EXERCISE OBJECTIVE –
Transcribe verbatim the span of lines that opens with the line containing "Where can the horse-shaped" and closes with the last line of the data below.

INPUT MATERIAL –

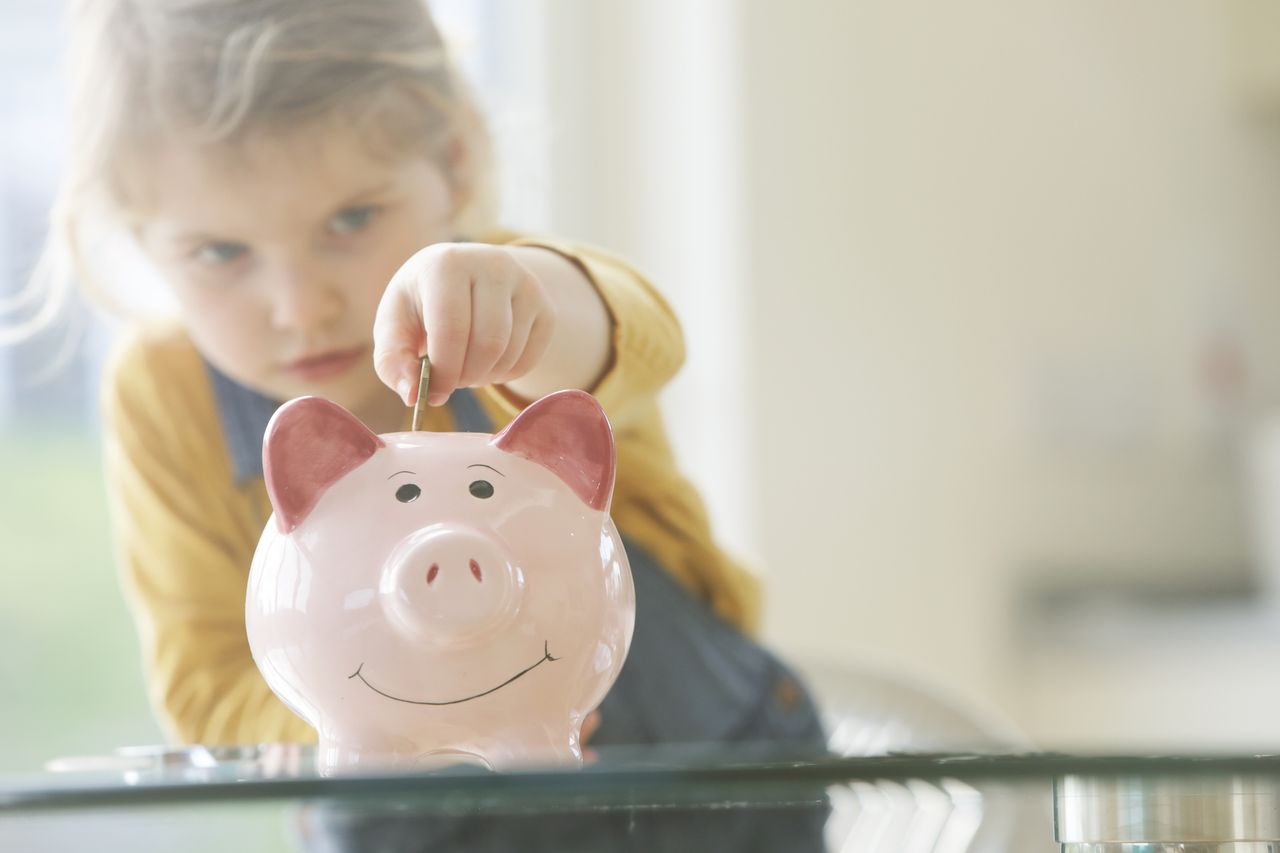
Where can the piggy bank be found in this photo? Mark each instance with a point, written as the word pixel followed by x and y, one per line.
pixel 425 598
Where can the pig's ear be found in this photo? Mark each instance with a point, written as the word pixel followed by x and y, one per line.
pixel 310 445
pixel 567 433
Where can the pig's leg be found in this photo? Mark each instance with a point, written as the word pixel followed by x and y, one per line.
pixel 535 746
pixel 366 753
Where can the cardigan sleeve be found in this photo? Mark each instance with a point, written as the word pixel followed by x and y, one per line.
pixel 184 552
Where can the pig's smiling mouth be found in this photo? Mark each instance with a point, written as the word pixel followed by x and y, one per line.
pixel 547 656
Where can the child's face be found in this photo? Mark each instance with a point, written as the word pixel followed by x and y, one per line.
pixel 279 250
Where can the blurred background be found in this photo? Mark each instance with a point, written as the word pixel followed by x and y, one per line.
pixel 983 315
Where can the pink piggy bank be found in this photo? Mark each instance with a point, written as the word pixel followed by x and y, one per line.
pixel 438 597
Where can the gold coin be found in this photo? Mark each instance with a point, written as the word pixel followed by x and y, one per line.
pixel 420 406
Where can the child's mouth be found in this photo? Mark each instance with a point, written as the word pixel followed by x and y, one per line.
pixel 324 365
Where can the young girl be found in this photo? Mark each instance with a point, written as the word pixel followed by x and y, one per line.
pixel 311 183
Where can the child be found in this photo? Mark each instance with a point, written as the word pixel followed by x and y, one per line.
pixel 310 181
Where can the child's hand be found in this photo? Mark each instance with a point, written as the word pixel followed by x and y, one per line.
pixel 483 314
pixel 522 316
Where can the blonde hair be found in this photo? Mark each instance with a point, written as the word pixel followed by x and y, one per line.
pixel 210 72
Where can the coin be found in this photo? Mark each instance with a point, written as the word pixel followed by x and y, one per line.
pixel 420 406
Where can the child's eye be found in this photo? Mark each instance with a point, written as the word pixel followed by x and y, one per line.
pixel 219 252
pixel 352 219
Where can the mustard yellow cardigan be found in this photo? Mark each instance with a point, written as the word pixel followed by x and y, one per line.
pixel 186 530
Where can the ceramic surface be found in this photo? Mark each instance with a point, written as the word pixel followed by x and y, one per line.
pixel 425 598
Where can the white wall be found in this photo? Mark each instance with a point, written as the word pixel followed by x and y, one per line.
pixel 952 278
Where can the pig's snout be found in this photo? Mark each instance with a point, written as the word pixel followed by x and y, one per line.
pixel 449 583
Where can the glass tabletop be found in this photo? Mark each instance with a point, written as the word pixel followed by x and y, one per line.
pixel 682 798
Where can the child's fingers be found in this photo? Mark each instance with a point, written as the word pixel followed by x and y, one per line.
pixel 522 323
pixel 447 310
pixel 539 338
pixel 490 333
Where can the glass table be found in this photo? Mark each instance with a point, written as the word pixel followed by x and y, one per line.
pixel 657 799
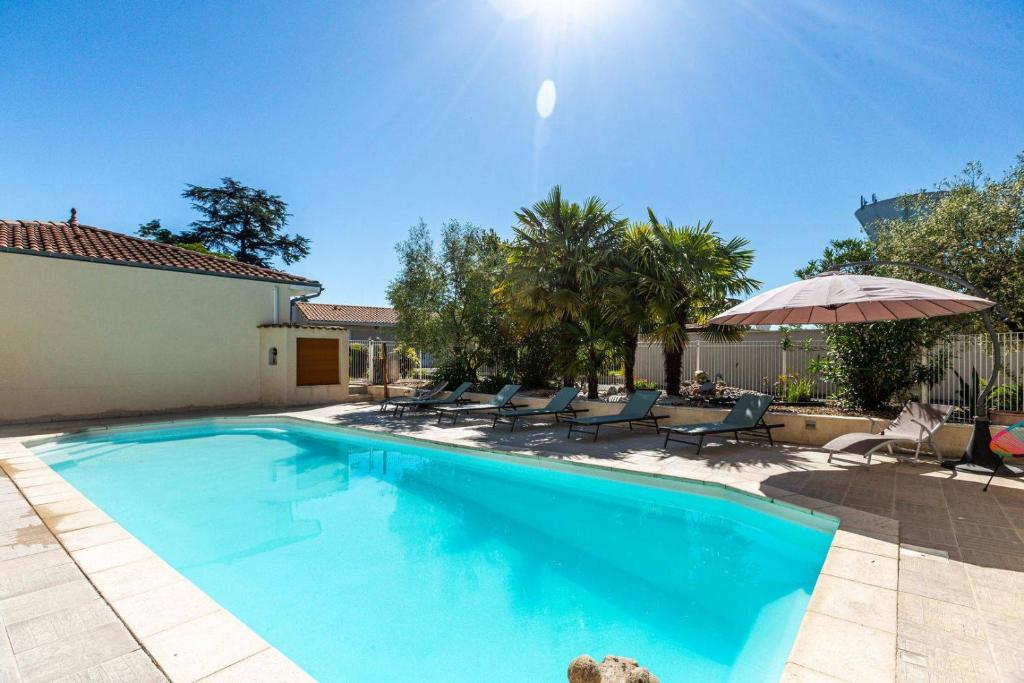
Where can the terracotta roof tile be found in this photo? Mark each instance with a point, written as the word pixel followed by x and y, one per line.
pixel 85 242
pixel 329 312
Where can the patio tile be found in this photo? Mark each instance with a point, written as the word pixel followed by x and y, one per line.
pixel 865 544
pixel 60 508
pixel 203 646
pixel 28 541
pixel 858 520
pixel 939 621
pixel 13 584
pixel 845 650
pixel 136 667
pixel 855 601
pixel 58 625
pixel 54 598
pixel 927 537
pixel 92 536
pixel 999 600
pixel 794 673
pixel 862 567
pixel 934 578
pixel 109 555
pixel 134 578
pixel 990 545
pixel 77 520
pixel 70 655
pixel 1009 657
pixel 268 665
pixel 160 608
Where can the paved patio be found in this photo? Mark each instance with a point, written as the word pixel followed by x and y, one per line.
pixel 951 556
pixel 961 562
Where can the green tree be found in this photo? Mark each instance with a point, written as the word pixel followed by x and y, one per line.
pixel 245 222
pixel 869 364
pixel 186 240
pixel 557 265
pixel 444 299
pixel 628 304
pixel 975 230
pixel 698 274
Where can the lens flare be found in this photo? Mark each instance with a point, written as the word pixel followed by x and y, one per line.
pixel 546 98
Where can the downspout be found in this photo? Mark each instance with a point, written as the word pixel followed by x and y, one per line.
pixel 305 297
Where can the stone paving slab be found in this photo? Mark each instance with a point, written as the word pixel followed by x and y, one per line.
pixel 922 558
pixel 83 601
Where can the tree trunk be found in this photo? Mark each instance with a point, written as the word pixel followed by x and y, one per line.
pixel 673 372
pixel 592 375
pixel 630 361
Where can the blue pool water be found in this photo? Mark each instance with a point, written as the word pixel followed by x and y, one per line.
pixel 367 558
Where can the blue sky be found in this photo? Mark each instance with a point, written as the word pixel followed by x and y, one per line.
pixel 769 118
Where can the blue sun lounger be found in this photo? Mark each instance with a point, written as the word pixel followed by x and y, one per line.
pixel 747 416
pixel 637 410
pixel 502 399
pixel 560 404
pixel 454 397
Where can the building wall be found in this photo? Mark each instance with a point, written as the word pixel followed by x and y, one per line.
pixel 356 332
pixel 279 378
pixel 80 338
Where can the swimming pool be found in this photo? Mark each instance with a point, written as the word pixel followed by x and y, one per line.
pixel 370 557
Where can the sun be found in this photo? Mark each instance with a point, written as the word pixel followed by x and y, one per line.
pixel 552 10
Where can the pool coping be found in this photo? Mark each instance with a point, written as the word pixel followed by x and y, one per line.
pixel 848 632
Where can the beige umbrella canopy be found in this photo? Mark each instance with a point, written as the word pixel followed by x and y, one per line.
pixel 839 297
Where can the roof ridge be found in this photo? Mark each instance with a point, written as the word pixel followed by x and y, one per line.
pixel 129 249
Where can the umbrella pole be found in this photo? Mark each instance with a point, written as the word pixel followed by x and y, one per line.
pixel 978 457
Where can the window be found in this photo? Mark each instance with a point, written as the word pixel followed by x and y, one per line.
pixel 316 361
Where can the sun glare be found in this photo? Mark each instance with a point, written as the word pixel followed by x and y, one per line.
pixel 551 10
pixel 546 98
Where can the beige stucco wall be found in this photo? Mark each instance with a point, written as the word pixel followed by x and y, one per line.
pixel 279 380
pixel 80 338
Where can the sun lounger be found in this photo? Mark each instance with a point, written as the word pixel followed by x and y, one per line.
pixel 637 410
pixel 454 397
pixel 747 416
pixel 429 392
pixel 915 424
pixel 560 404
pixel 502 399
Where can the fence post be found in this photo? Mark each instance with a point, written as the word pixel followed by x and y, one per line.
pixel 924 383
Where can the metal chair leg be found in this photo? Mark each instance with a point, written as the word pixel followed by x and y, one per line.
pixel 994 472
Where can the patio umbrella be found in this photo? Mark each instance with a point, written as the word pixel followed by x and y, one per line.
pixel 839 297
pixel 836 297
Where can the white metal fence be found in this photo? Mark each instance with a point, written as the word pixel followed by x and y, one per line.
pixel 367 361
pixel 966 361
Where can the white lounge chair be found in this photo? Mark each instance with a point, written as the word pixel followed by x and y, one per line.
pixel 915 424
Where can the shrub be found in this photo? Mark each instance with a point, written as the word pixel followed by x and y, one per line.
pixel 357 357
pixel 409 359
pixel 455 371
pixel 494 383
pixel 795 388
pixel 872 363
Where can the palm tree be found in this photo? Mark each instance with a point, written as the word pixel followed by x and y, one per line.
pixel 629 299
pixel 557 263
pixel 698 275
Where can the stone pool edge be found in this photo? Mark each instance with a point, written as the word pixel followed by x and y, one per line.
pixel 848 632
pixel 187 634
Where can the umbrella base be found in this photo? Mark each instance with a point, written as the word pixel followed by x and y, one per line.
pixel 979 458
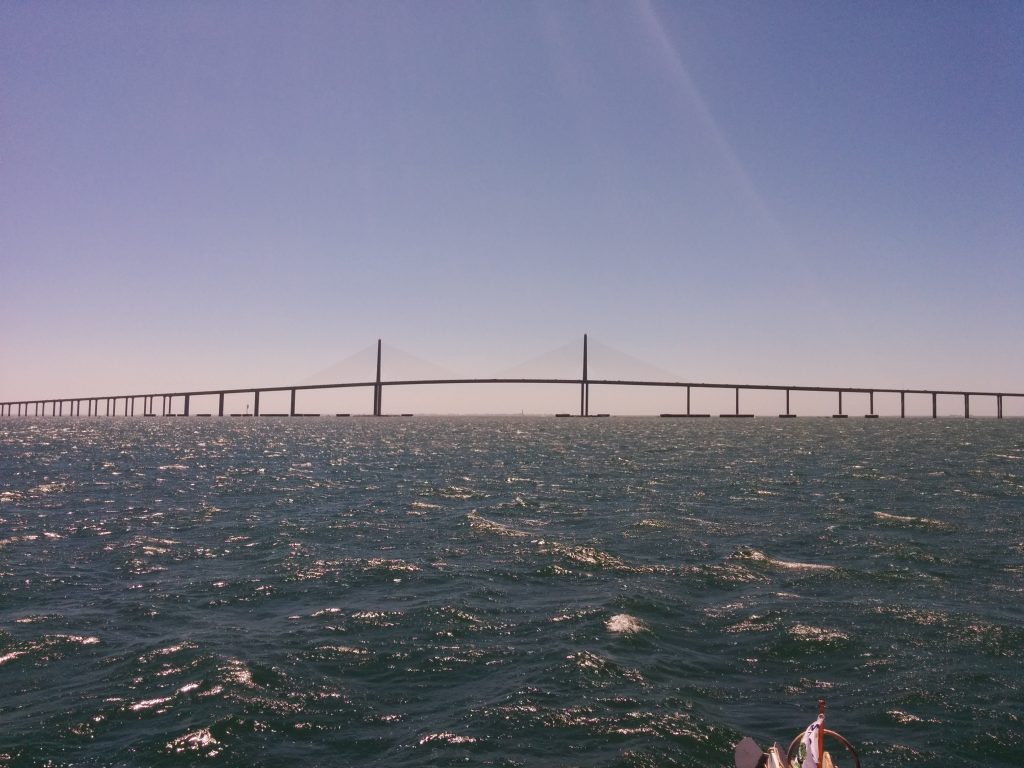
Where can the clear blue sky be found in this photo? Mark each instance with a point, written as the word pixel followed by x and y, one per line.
pixel 202 195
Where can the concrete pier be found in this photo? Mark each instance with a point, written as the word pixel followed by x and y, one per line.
pixel 124 404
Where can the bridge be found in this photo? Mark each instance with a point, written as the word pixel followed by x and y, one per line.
pixel 179 403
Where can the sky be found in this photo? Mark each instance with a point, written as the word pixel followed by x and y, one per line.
pixel 197 195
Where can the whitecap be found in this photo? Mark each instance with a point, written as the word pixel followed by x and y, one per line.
pixel 624 624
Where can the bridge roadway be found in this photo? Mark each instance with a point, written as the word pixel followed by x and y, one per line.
pixel 55 407
pixel 38 408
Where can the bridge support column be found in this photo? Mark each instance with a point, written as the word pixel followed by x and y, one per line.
pixel 584 386
pixel 840 415
pixel 377 384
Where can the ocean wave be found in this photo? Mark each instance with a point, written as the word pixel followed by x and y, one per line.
pixel 892 519
pixel 478 522
pixel 750 554
pixel 624 624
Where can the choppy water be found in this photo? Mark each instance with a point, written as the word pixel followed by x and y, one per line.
pixel 508 592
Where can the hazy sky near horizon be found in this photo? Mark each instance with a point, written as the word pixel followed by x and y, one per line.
pixel 215 195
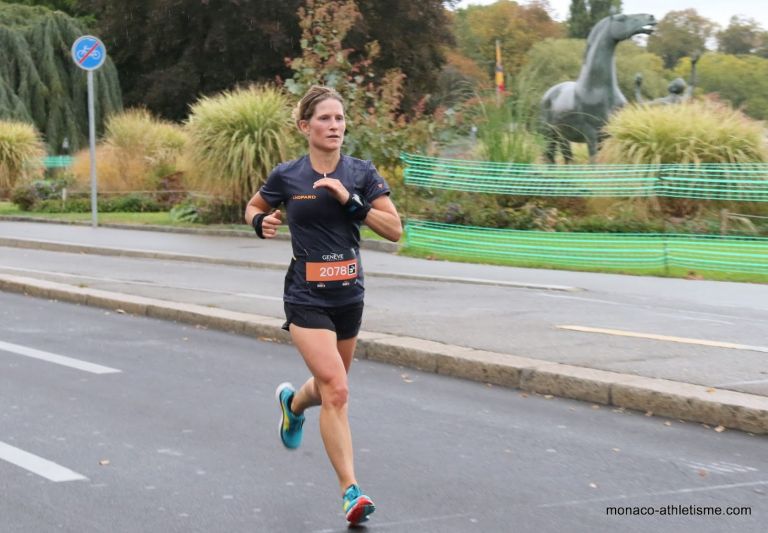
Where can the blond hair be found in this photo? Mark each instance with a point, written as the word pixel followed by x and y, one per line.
pixel 316 94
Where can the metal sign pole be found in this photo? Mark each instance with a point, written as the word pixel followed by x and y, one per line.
pixel 89 53
pixel 92 135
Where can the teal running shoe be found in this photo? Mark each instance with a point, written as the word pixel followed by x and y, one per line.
pixel 357 506
pixel 291 424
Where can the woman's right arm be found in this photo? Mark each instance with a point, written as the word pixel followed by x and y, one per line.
pixel 256 206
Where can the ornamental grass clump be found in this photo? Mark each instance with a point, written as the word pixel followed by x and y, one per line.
pixel 696 132
pixel 21 154
pixel 236 138
pixel 138 150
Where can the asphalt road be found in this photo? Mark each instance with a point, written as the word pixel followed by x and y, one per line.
pixel 522 322
pixel 181 435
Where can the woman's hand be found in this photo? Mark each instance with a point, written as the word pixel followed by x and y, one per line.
pixel 335 187
pixel 270 224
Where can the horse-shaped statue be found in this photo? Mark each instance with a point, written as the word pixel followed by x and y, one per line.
pixel 576 111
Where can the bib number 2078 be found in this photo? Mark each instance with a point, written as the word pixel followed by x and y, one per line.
pixel 329 274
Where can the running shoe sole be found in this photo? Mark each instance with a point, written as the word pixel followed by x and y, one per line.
pixel 360 511
pixel 278 390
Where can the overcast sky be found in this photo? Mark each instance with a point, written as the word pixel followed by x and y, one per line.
pixel 719 11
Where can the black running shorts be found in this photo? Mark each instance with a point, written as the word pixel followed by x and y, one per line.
pixel 344 320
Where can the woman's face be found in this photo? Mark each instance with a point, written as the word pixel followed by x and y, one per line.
pixel 325 130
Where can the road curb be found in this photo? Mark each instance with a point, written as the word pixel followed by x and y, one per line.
pixel 57 246
pixel 672 399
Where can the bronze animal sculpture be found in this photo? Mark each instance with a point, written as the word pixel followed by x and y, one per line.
pixel 679 91
pixel 576 111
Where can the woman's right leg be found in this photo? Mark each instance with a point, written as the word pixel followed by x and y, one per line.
pixel 308 395
pixel 328 388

COMPLETED EXERCISE –
Where can the horse-shaped statue be found in this photo? Mark each instance with a point, written as the word pixel followed by x and y, one per line.
pixel 576 111
Where can the bib number 2078 be found in this photo? Mark each instance with a point, written as the word pixel followed by x and y, one per line.
pixel 329 274
Where can the running shoe sole be found in this photo? Mark each instance with a point, written as the word pixel followed by x and y, one per line.
pixel 360 511
pixel 278 390
Where can the overcast sky be found in this photo? Mark each instance with a point, written as the word pixel followed by x and y, one per line.
pixel 719 11
Where can the black running shorts be found in this photo? Mark each instance with a point, written as the word pixel followed by x and y, one per line.
pixel 344 320
Where can the woman's face be found in this photo? Mark each instance with a point, written as the word pixel followed by x and y, one per line.
pixel 325 130
Where can the road curb be found in this photo? Mark each instance with a point, written as the word pixel followed by x and y, one per line.
pixel 57 246
pixel 672 399
Where can the bronze animal sculpture be found in this photo? Mark each instance with a point, written as the word pixel followed by x and y, one per line.
pixel 679 91
pixel 576 111
Where can the woman's right leg be found in this photo? Mark each instance with a point, written as the word pixel followed by x and y, one per line.
pixel 308 395
pixel 328 388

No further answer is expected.